Copy the data below exactly.

# start of Items

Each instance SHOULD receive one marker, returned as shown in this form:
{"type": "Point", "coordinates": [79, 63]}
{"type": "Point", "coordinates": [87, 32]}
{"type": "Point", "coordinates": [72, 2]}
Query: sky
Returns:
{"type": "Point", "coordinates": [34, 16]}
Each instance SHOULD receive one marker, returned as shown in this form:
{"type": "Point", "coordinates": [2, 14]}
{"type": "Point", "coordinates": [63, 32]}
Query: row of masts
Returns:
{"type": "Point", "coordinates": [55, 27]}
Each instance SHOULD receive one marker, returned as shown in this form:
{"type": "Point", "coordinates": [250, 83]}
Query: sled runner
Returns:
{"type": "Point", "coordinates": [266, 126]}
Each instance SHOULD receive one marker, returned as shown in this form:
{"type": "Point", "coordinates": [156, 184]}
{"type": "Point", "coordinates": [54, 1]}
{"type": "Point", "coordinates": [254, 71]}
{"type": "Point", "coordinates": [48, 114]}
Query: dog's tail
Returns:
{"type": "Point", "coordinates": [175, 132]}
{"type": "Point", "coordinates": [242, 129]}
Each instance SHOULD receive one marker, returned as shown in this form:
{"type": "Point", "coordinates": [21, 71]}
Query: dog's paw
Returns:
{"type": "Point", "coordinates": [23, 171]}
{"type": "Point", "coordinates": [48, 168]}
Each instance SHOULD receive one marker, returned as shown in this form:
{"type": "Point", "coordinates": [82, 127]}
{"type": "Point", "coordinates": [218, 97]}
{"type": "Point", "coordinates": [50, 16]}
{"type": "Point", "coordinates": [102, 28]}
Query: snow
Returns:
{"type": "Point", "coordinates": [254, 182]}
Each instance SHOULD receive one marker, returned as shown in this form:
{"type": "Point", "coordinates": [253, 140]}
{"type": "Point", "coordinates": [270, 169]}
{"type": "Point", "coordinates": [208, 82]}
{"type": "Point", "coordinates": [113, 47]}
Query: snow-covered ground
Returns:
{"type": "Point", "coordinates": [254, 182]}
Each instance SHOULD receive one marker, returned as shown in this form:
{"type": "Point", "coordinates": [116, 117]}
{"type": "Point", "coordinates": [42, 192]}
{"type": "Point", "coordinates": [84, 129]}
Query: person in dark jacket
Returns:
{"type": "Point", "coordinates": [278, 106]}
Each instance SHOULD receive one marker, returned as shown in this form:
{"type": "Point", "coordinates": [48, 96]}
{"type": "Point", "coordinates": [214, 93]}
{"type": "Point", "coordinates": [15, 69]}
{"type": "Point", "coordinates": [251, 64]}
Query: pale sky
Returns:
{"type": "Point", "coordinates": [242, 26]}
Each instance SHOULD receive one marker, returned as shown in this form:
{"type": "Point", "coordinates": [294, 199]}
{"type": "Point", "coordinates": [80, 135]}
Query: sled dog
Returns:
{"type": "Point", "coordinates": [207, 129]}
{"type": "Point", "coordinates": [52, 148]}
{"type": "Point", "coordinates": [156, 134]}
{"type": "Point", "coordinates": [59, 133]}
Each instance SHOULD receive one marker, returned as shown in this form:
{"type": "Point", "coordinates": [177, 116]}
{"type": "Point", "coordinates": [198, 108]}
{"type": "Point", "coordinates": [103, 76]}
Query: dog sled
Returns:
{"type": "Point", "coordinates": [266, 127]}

# end of Items

» Correct output:
Each instance SHOULD receive one marker, returned as shown in this form:
{"type": "Point", "coordinates": [79, 63]}
{"type": "Point", "coordinates": [87, 32]}
{"type": "Point", "coordinates": [72, 2]}
Query: sky
Returns:
{"type": "Point", "coordinates": [34, 16]}
Each instance SHOULD receive one marker, returned as shown in this form:
{"type": "Point", "coordinates": [2, 14]}
{"type": "Point", "coordinates": [63, 32]}
Query: row of masts
Returns:
{"type": "Point", "coordinates": [55, 27]}
Each instance SHOULD receive one marker, returned as shown in this form:
{"type": "Point", "coordinates": [250, 83]}
Query: sled runner
Returns:
{"type": "Point", "coordinates": [266, 126]}
Each instance SHOULD receive one marker, returned as shown in this form:
{"type": "Point", "coordinates": [156, 184]}
{"type": "Point", "coordinates": [54, 1]}
{"type": "Point", "coordinates": [254, 71]}
{"type": "Point", "coordinates": [48, 114]}
Query: dog's tail
Returns:
{"type": "Point", "coordinates": [175, 132]}
{"type": "Point", "coordinates": [242, 129]}
Each instance SHOULD receive one marker, returned as shown in this form:
{"type": "Point", "coordinates": [21, 71]}
Query: dog's paw
Returns:
{"type": "Point", "coordinates": [23, 171]}
{"type": "Point", "coordinates": [48, 168]}
Each instance SHOULD receive one marker, returned as shown in this form:
{"type": "Point", "coordinates": [82, 127]}
{"type": "Point", "coordinates": [218, 97]}
{"type": "Point", "coordinates": [50, 16]}
{"type": "Point", "coordinates": [102, 28]}
Query: snow
Returns:
{"type": "Point", "coordinates": [254, 182]}
Each instance SHOULD receive one marker, returned as shown in this form:
{"type": "Point", "coordinates": [253, 140]}
{"type": "Point", "coordinates": [270, 169]}
{"type": "Point", "coordinates": [208, 82]}
{"type": "Point", "coordinates": [113, 47]}
Query: snow-covered ground
Returns:
{"type": "Point", "coordinates": [254, 182]}
Each instance SHOULD receive one marker, returned as shown in this form:
{"type": "Point", "coordinates": [116, 117]}
{"type": "Point", "coordinates": [42, 192]}
{"type": "Point", "coordinates": [84, 129]}
Query: person in dark jacket
Returns:
{"type": "Point", "coordinates": [278, 106]}
Each instance SHOULD receive one marker, returned as shown in this form:
{"type": "Point", "coordinates": [48, 96]}
{"type": "Point", "coordinates": [214, 93]}
{"type": "Point", "coordinates": [15, 69]}
{"type": "Point", "coordinates": [251, 64]}
Query: pale sky
Returns:
{"type": "Point", "coordinates": [242, 26]}
Each instance SHOULD receive one marker, returned as shown in this form:
{"type": "Point", "coordinates": [294, 199]}
{"type": "Point", "coordinates": [80, 135]}
Query: sled dog
Returns:
{"type": "Point", "coordinates": [207, 129]}
{"type": "Point", "coordinates": [52, 148]}
{"type": "Point", "coordinates": [156, 134]}
{"type": "Point", "coordinates": [59, 133]}
Each instance SHOULD receive one marker, returned as shown in this form:
{"type": "Point", "coordinates": [177, 116]}
{"type": "Point", "coordinates": [198, 108]}
{"type": "Point", "coordinates": [103, 76]}
Query: dog sled
Returns:
{"type": "Point", "coordinates": [266, 127]}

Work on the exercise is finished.